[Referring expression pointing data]
◇ ◇ ◇ ◇ ◇

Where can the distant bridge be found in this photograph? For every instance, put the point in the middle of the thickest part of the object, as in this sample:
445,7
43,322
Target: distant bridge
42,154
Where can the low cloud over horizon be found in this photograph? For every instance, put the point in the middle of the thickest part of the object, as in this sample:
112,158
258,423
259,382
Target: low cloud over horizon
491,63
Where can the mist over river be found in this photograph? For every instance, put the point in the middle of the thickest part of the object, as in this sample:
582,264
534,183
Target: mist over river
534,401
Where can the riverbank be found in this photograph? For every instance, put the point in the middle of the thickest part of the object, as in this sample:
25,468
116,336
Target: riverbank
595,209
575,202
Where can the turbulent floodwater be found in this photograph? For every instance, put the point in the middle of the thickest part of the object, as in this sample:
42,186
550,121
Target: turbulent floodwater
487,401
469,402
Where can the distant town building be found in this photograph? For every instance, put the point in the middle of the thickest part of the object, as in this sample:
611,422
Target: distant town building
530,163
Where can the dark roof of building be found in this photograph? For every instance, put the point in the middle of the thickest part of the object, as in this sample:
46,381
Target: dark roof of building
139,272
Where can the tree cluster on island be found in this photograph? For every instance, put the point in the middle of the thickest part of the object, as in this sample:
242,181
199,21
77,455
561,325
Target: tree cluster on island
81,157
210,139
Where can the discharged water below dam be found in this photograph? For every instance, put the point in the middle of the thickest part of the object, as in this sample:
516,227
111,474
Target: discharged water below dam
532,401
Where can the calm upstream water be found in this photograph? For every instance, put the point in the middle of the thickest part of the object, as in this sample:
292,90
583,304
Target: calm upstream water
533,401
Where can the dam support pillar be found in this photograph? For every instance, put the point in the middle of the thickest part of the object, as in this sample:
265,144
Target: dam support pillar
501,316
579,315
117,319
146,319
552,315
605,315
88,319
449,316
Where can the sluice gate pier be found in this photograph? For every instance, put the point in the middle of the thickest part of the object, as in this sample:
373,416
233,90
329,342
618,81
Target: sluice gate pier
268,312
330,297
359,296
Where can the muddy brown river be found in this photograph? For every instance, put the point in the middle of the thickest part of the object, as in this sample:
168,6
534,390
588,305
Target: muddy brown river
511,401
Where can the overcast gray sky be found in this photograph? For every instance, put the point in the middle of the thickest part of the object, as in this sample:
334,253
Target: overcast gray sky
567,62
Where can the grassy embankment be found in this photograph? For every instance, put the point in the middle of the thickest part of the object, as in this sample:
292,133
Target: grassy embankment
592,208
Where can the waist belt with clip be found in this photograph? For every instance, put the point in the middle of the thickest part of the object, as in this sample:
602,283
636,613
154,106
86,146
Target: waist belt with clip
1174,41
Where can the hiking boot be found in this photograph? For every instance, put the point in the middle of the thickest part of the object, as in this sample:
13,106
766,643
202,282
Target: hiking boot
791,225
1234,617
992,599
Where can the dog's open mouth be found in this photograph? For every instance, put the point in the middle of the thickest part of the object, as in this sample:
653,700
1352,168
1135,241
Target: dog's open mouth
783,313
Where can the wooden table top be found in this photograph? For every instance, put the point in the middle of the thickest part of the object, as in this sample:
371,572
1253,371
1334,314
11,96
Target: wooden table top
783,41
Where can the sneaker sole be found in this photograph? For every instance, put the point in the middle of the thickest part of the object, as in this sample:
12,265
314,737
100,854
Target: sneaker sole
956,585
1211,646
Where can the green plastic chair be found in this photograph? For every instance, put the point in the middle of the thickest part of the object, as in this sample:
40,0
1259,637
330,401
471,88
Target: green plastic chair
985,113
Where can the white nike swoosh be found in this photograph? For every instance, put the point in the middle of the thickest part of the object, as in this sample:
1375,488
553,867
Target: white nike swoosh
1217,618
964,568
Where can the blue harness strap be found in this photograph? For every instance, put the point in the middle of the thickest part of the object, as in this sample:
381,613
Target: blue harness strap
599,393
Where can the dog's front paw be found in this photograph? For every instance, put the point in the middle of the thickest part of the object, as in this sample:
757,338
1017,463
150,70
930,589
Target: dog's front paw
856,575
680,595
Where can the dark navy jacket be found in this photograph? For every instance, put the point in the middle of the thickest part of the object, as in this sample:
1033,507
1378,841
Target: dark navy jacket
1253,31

◇ ◇ ◇ ◇ ◇

## [WHAT NEEDS TO BE DONE]
Your task is to repeat the entries exactly.

## [SOLUTION FOR THIS TASK]
Where can the distant bridge be found in this photograph? For every instance, put the point in the middle of the thickest part of the object, as in this sample:
445,7
43,322
Target: distant bridge
42,154
Where can the low cloud over horizon be found in this photograph? For every instance, put the point in the middle of the thickest part of the object, as in this sample:
112,158
258,423
259,382
Target: low cloud over horizon
491,63
Where can the mist over river be found in this photograph? For every instance, put the point in the middle of the thickest part of the object, as in this sample:
582,264
534,183
Target: mist over river
534,401
Where can the riverbank be found in this photograph? For every instance, put the point in the middle of the thickest part of the object, as in this sample:
25,468
116,336
Target: riverbank
595,209
575,202
Where can the turbulent floodwater be found in this photograph? For every instance, put the point in the middle of the thickest part of the object, as in this sample:
42,186
550,121
Target: turbulent floodwater
487,401
469,402
Where can the distant town building be found in this photograph? For every instance, put the point in the middle of the thickest part of the object, as in this sample:
611,422
Target: distant town building
530,163
Where can the dark roof of building be found in this photograph? For every instance, put the point in the middle of the thickest part of the object, as in this sample:
46,381
Target: dark roof of building
139,272
Where can the tree cluster on island be found in this photograph? For every instance, put the point in the middle of the thickest part of the object, as in this sample:
242,181
199,21
77,455
561,325
Target: tree cluster on island
81,157
210,139
Where can the discharged water below dam be found in this photograph? For every instance, put the point in the middle of the thickest part of the object, as in this sample:
516,227
111,474
Target: discharged water below dam
532,401
Where can the calm upstream water be found in this photograph? For every instance, put the point in the middle of the thickest part of the object, as in this sample:
292,90
583,304
Target: calm upstream water
533,401
Where can the dam support pillar be found in this photograph? For every instance, put the point in the middle of the thickest part of the object, as in this sample:
265,144
Target: dam support pillar
501,316
579,315
117,319
146,319
552,315
605,315
88,319
449,316
Where can the sluice gate pier be found in this photograph? For every instance, put the point in the middle of the thickest part of the object, as in this sample:
373,416
233,90
329,342
618,81
Target: sluice gate pier
268,312
330,297
359,296
Where can the muddy brown river be found in this photograph? For every instance, put the point in the middle of the thickest part of the object, as in this sample:
168,6
534,390
588,305
Target: muddy brown river
511,401
Where can the overcast gray sky be found in this photograph? For every instance, put the point in the middle of the thickest part of the object, as in this sample:
334,253
Target: overcast gray sky
567,62
Where can the grassy embankment be found in this photograph? For every instance, put the point in the middle of the thickest part of the object, as in this sample:
292,133
Target: grassy embankment
592,208
Where can the waist belt with clip be found in this photograph? For every instance, put the point in the middle of the thickest part of the object, as in this sample:
602,283
636,613
154,106
86,146
Target: waist belt with clip
1174,41
Where can the hiking boot be found in this photograph? For every instance, put the point in the middle of the thickest part of the object, as in this sample:
13,106
766,643
202,282
Target: hiking boot
791,225
1234,617
992,599
Where can the dog's open mouth be found in this photograph? For every instance, put the point in the middle of the thickest part of the object, as in this sample:
653,700
1352,168
1135,241
Target: dog's open mouth
783,313
Where can the wooden table top be found in this photograph? For every instance, put the point in the middle of the thickest part of the object, as in this sample:
371,572
1253,371
1334,314
11,96
Target: wooden table top
783,41
Where can the sneaker sole be found in this photograph? For every instance, put the point in the middle of the thickest part of the object, as in this sample:
12,265
314,737
100,854
Target: sneaker sole
956,585
1211,646
Where can the green plastic chair be found in this photograph? For every instance, put the point in the middle of the thickest part of the object, as in this sample:
40,0
1259,637
330,401
471,88
Target: green plastic chair
985,113
Where can the white nike swoosh be found in this photograph? For every instance, put the point in the middle of the thickest part of the object, as in this sample:
1375,488
553,867
Target: white nike swoosh
1217,618
964,568
Where can the blue harness strap be found in this photograph? For every instance, put the point in the middle of the thickest part of the object, as in this sample:
381,613
Target: blue harness strap
599,393
Where can the dog's front paw be found in this photograph? For every instance, put the point in the middle of the thickest part of the object, as in this sample:
757,338
1017,463
150,70
930,589
Target: dog's front paw
856,575
680,595
Where can the dark navy jacket be found in this photograph? For every instance, put the point in the middle of the thickest part of the object, as in this sample:
1033,507
1378,841
Target: dark navy jacket
1253,31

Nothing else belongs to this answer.